** START **
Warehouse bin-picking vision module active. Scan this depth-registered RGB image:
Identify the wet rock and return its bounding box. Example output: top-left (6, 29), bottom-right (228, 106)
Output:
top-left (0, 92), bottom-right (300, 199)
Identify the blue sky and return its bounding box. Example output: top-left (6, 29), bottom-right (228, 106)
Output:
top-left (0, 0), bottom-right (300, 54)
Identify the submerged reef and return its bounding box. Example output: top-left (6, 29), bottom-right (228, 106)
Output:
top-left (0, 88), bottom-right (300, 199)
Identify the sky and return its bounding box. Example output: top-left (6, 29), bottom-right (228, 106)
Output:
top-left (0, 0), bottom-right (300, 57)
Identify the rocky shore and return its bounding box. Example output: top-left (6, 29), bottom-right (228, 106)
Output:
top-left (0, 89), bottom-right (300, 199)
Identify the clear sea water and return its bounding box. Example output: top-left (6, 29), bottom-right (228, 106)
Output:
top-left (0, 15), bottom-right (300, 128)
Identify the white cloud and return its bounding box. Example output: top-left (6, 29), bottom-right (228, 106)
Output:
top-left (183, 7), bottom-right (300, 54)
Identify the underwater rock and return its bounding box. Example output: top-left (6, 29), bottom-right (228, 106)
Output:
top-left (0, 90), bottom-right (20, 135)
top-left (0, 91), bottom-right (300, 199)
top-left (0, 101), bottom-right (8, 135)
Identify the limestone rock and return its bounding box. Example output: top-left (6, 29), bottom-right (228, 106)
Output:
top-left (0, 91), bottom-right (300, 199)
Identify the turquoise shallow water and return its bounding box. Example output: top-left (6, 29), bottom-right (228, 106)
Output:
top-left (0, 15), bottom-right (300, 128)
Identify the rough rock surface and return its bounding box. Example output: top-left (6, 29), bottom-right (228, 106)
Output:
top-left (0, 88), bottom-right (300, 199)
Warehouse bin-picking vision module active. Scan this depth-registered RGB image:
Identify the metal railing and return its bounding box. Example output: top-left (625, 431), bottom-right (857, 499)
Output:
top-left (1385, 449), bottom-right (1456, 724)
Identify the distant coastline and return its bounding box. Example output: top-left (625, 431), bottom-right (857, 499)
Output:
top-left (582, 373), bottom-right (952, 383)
** END **
- WRITTEN REQUEST:
Reproduce every line of the records from the start through the line that contains "top-left (183, 7), bottom-right (300, 54)", inclusive, with 39 added to each coordinate in the answers. Keep the sample coordinates unchanged.

- EXPECTED ANSWER:
Warehouse bin-picking vision module active. Scan this depth-registered RGB image:
Identify the wet rock and return its bounding box. Example output: top-left (6, 29), bottom-right (228, 106)
Output:
top-left (39, 131), bottom-right (339, 238)
Identify the blue sky and return its bounding box. Example output: top-left (6, 29), bottom-right (228, 106)
Output:
top-left (39, 39), bottom-right (339, 93)
Identify the submerged reef and return its bounding box. Example output: top-left (6, 29), bottom-right (228, 106)
Output:
top-left (39, 127), bottom-right (339, 238)
Identify the sky and return its bounding box. Example output: top-left (6, 29), bottom-right (228, 106)
Output:
top-left (39, 39), bottom-right (339, 96)
Identify the rocky shore and return its bounding box. Example output: top-left (6, 29), bottom-right (228, 106)
Output:
top-left (39, 128), bottom-right (339, 238)
Identify the clear sea water and return its bounding box. Example output: top-left (6, 29), bottom-right (228, 106)
Output:
top-left (39, 54), bottom-right (339, 167)
Identify the white cloud and return its bounding box. Example output: top-left (6, 29), bottom-right (228, 106)
Output:
top-left (222, 46), bottom-right (339, 93)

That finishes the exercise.